Bei Szenenwechseln scheinen sie förmlich wegzuschweben oder sich neu zu gruppieren, was nicht nur eine eigene Musikalität entfaltet. Es begleitet auch den Wechsel von Wehmut zur Komik und zurück auf dramaturgisch delikate Weise. Es wird die Marschallin aus ihren staunenden Zeitbetrachtungen (mit großer vokaler Wärme und luxuriöser Linienführung Krassimira Stoyanova) sanft geweckt. Und virtuos darf bei Herrn von Faninal (prägnant Adrian Eröd) der Skandal seinen Lauf nehmen, bis es im Finale zum quasi motorisierten Abschied kommt: Die Marschallin lässt Octavian und Sophie (leider von eher schüchterner vokaler und szenischer Präsenz Mojca Erdmann) auf einer Parkbank zurück und steigt zu Herrn von Faninal ins Luxusauto, um ihn zu besänftigen.

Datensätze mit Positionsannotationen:

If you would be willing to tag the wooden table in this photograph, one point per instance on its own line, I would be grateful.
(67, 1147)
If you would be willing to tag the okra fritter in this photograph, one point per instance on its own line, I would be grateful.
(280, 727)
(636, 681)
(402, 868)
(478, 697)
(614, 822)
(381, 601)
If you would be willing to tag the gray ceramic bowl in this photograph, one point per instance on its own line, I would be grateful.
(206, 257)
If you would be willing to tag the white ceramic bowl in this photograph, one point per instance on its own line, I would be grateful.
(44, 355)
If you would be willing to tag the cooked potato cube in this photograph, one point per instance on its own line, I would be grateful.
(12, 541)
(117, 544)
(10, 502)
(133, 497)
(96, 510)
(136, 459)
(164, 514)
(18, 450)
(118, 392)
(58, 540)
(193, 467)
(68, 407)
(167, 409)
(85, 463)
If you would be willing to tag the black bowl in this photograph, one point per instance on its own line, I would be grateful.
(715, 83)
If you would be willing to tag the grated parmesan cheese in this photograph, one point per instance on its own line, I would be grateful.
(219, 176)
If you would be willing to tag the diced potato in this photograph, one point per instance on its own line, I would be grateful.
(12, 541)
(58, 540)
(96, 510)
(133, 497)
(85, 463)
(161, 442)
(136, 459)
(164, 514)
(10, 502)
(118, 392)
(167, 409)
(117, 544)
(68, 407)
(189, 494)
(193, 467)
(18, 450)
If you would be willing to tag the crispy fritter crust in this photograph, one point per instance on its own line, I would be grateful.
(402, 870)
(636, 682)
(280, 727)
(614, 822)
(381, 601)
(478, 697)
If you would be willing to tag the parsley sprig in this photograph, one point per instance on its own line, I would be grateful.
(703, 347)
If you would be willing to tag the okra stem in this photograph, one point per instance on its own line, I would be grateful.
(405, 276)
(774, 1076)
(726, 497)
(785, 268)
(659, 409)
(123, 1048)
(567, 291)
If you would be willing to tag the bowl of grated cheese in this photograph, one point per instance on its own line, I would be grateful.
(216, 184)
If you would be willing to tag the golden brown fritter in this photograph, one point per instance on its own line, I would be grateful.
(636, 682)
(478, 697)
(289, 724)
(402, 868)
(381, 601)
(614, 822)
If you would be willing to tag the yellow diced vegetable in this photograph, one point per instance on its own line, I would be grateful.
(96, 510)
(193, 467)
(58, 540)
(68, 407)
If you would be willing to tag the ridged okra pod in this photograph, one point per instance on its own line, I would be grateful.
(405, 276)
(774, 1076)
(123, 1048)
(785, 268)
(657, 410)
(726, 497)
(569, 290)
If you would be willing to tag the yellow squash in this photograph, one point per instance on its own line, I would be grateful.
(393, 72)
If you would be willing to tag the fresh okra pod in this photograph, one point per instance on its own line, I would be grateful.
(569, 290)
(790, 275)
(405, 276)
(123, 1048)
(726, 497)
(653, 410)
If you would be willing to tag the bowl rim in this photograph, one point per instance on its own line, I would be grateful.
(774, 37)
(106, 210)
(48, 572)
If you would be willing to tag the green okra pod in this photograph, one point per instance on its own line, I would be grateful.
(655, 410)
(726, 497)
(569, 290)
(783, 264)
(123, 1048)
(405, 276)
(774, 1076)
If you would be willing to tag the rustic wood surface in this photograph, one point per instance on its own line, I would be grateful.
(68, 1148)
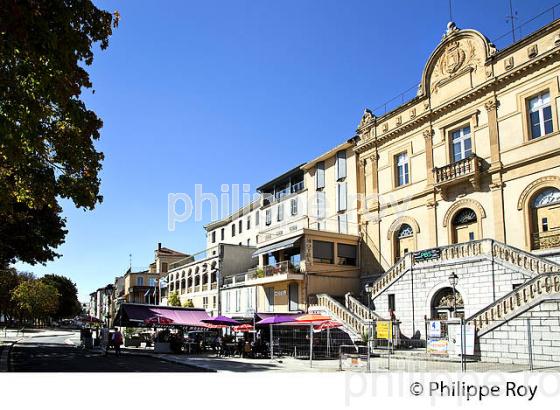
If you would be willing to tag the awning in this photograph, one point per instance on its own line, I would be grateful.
(131, 314)
(288, 243)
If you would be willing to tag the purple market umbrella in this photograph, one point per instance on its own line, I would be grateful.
(222, 321)
(277, 319)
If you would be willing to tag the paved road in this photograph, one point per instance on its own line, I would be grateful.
(57, 353)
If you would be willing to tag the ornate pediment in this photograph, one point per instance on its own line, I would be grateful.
(459, 58)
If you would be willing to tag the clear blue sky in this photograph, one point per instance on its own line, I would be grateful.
(227, 92)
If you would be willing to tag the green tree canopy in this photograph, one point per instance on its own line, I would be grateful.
(68, 304)
(35, 299)
(47, 134)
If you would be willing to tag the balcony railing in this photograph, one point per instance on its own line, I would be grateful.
(279, 268)
(464, 168)
(546, 240)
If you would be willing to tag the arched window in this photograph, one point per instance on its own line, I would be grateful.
(545, 219)
(404, 241)
(465, 227)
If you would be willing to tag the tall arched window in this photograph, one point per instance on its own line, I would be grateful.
(465, 227)
(404, 241)
(545, 219)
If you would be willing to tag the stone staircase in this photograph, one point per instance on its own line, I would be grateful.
(526, 263)
(542, 287)
(354, 325)
(542, 278)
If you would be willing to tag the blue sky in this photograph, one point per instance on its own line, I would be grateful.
(237, 92)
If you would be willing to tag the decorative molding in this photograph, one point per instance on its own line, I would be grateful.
(397, 223)
(536, 185)
(463, 203)
(491, 105)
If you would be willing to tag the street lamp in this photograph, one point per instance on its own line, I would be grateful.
(453, 280)
(368, 290)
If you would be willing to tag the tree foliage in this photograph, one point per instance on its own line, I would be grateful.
(35, 299)
(173, 299)
(47, 134)
(68, 303)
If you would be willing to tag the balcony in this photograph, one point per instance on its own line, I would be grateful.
(546, 240)
(267, 274)
(466, 170)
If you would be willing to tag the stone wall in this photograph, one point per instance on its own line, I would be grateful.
(508, 343)
(481, 282)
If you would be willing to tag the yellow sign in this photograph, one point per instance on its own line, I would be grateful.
(384, 329)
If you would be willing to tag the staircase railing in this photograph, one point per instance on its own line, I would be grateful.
(527, 263)
(544, 284)
(359, 309)
(349, 319)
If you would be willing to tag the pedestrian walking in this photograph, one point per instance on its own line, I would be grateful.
(117, 341)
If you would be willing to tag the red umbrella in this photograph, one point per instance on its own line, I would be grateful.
(329, 324)
(243, 328)
(158, 320)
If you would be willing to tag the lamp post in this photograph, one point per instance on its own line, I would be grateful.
(368, 290)
(453, 280)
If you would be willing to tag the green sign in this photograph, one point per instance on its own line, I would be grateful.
(427, 254)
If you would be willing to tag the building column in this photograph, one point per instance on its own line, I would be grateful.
(496, 185)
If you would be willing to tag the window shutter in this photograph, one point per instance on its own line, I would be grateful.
(340, 165)
(320, 175)
(341, 197)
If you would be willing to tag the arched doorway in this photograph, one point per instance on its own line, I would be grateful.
(404, 241)
(545, 219)
(443, 304)
(465, 226)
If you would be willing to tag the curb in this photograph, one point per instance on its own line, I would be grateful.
(5, 358)
(170, 360)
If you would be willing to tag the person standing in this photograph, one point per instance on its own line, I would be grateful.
(117, 341)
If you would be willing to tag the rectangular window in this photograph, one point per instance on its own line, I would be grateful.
(237, 300)
(293, 291)
(269, 294)
(293, 206)
(323, 252)
(321, 205)
(320, 175)
(228, 297)
(347, 254)
(401, 163)
(343, 223)
(341, 197)
(340, 165)
(391, 300)
(540, 115)
(461, 143)
(545, 224)
(280, 212)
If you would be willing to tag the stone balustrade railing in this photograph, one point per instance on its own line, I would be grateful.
(544, 284)
(341, 313)
(359, 309)
(528, 264)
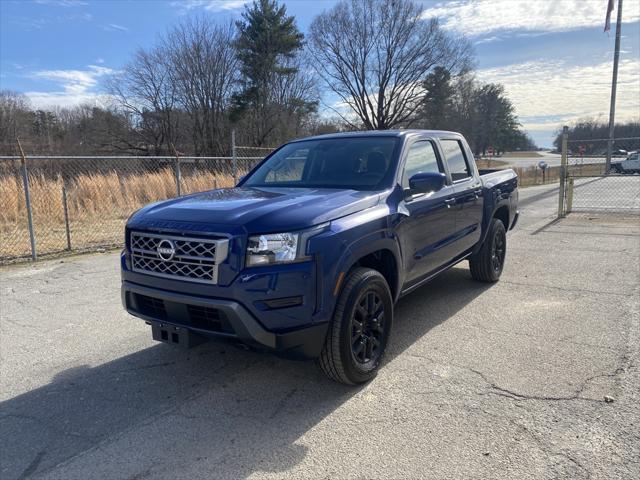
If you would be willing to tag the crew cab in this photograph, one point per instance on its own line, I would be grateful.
(308, 254)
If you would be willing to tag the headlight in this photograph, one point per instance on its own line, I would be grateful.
(273, 248)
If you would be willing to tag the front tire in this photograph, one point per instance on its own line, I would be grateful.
(359, 331)
(487, 264)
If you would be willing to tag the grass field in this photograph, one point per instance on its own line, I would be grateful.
(99, 204)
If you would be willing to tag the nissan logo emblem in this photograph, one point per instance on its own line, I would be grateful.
(166, 250)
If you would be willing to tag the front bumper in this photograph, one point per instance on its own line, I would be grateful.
(218, 318)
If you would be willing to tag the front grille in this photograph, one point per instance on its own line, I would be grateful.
(193, 259)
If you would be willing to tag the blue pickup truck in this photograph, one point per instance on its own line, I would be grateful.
(307, 256)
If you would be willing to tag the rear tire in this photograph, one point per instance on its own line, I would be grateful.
(359, 331)
(487, 264)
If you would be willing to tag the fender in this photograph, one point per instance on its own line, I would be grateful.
(496, 197)
(364, 233)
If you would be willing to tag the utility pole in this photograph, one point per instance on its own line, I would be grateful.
(614, 84)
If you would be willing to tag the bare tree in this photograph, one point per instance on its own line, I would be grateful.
(145, 91)
(374, 56)
(15, 117)
(204, 70)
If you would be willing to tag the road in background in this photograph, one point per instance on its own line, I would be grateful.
(481, 381)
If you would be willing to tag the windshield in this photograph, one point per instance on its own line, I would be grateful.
(359, 163)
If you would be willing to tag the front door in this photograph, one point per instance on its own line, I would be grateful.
(429, 226)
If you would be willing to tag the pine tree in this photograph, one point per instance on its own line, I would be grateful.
(267, 39)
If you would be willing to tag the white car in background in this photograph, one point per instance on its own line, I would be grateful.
(630, 165)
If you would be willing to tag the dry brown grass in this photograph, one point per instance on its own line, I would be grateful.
(98, 205)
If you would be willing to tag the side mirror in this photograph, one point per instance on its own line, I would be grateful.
(427, 182)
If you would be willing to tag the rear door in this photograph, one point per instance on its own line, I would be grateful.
(429, 225)
(467, 193)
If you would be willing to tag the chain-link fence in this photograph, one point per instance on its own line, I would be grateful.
(53, 204)
(588, 186)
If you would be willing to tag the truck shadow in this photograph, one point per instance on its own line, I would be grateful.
(173, 413)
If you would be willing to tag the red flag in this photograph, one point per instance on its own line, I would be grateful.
(607, 21)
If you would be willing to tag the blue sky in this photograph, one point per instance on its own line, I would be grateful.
(551, 55)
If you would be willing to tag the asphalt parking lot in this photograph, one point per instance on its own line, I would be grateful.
(500, 381)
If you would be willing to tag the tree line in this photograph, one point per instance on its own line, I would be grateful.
(589, 136)
(363, 64)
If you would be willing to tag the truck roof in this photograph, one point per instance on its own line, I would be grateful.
(380, 133)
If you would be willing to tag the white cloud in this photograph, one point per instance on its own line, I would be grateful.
(481, 17)
(114, 27)
(75, 87)
(62, 3)
(210, 5)
(548, 94)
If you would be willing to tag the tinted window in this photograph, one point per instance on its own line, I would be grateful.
(360, 163)
(421, 158)
(455, 159)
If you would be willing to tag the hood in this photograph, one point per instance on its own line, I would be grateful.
(260, 210)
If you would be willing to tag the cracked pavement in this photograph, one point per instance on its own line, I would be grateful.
(500, 381)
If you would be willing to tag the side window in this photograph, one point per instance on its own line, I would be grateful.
(456, 159)
(421, 158)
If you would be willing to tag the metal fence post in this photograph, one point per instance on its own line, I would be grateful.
(234, 157)
(177, 172)
(563, 166)
(570, 195)
(66, 210)
(27, 198)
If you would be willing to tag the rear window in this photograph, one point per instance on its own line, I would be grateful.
(456, 159)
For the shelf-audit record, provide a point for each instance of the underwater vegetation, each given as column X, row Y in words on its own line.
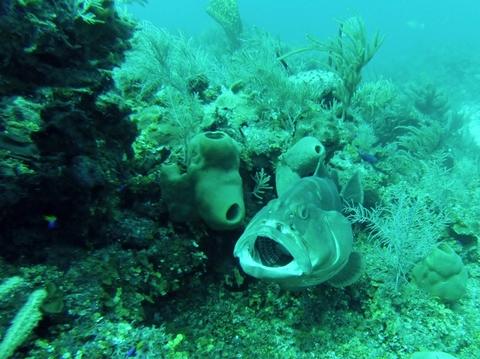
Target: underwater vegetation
column 227, row 196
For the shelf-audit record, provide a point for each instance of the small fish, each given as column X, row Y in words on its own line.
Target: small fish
column 368, row 157
column 131, row 352
column 51, row 219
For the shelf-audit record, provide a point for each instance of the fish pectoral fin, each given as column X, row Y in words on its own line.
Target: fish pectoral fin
column 350, row 273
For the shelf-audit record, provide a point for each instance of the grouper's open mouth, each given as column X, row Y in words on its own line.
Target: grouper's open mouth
column 272, row 250
column 270, row 253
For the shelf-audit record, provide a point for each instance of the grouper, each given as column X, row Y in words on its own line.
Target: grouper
column 301, row 238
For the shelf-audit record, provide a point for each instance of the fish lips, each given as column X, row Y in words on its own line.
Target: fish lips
column 283, row 237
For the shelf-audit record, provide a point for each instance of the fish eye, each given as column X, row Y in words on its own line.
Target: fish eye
column 302, row 212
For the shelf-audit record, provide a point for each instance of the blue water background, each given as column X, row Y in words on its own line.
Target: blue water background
column 420, row 35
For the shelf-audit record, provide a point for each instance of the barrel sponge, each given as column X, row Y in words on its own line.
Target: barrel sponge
column 213, row 166
column 442, row 274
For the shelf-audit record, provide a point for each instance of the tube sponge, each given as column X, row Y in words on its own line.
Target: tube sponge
column 214, row 162
column 23, row 323
column 226, row 13
column 299, row 161
column 211, row 188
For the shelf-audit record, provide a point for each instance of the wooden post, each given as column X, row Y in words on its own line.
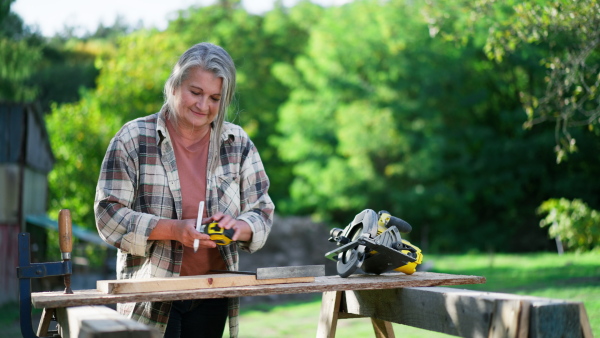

**AUFGABEN**
1/ Beantworte die folgenden Fragen zum Dokumenttext:
(a) Wer singt die Marschallin?
(b) Wo lässt die Marschallin im Finale Octavian und Sophie zurück?
(c) Zu wem steigt die Marschallin ins Luxusauto, und wozu?
2/ Stimmen diese Aussagen mit dem Dokumenttext überein? Antworte jeweils mit Ja oder Nein und zitiere die entscheidenden Worte.
(a) Adrian Eröd wird als prägnant beschrieben.
(b) Mojca Erdmann hat eine starke szenische Präsenz.
(c) Es gibt einen Wechsel von Wehmut zur Komik und zurück.
Die Daten werden zur Bearbeitung nicht gebraucht.

**LÖSUNGEN IN REIHENFOLGE**
1/
(a) Krassimira Stoyanova.
(b) Auf einer Parkbank.
(c) Zu Herrn von Faninal, um ihn zu besänftigen.

2/
(a) Ja: „prägnant Adrian Eröd“.
(b) Nein: „leider von eher schüchterner vokaler und szenischer Präsenz Mojca Erdmann“.
(c) Ja: „den Wechsel von Wehmut zur Komik und zurück“.